- CHALLENGE
Reproduce every one of the following items word for word, line by line, without changing anything.
[begin THE INPUT]
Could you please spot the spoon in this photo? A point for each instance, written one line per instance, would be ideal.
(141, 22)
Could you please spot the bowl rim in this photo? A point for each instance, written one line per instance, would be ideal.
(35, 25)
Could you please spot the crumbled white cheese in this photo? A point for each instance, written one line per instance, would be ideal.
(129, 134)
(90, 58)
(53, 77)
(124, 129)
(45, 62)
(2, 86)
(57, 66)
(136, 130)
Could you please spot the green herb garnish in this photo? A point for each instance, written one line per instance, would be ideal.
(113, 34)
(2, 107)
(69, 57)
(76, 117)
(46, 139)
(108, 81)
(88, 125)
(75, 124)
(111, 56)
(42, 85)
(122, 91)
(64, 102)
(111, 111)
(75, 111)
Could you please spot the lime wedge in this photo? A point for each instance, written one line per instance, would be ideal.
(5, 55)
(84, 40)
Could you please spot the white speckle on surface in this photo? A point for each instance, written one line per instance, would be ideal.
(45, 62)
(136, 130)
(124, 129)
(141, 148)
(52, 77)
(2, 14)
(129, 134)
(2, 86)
[end THE INPUT]
- ANSWER TO THIS EXERCISE
Could you please spot the spoon in this photo? A point for each instance, written one line per instance, would be ideal.
(141, 22)
Could you please spot the bowl rim in this photo? A point for each instance, written one line per instance, would be ideal.
(35, 25)
Could you please spot the crumbled white cheese in this photo? A point for each instance, written one line per instance, would be ideal.
(129, 134)
(90, 58)
(53, 77)
(124, 129)
(45, 62)
(2, 86)
(57, 66)
(136, 130)
Could you please spot the green herb garnish in this photo? A point for each instance, written one line per instance, would be ideal.
(113, 34)
(2, 107)
(69, 57)
(76, 117)
(46, 139)
(108, 81)
(88, 125)
(75, 124)
(111, 56)
(42, 85)
(122, 91)
(64, 102)
(111, 111)
(75, 111)
Could you please spot the lime wedge in this photo? A point for each instance, written one line per instance, would be ideal.
(5, 55)
(84, 40)
Could you please spot the white speckle on surface in this photo? A point for each instance, written one line per instance, would be ideal.
(45, 62)
(136, 130)
(124, 129)
(141, 148)
(52, 77)
(2, 14)
(129, 134)
(2, 86)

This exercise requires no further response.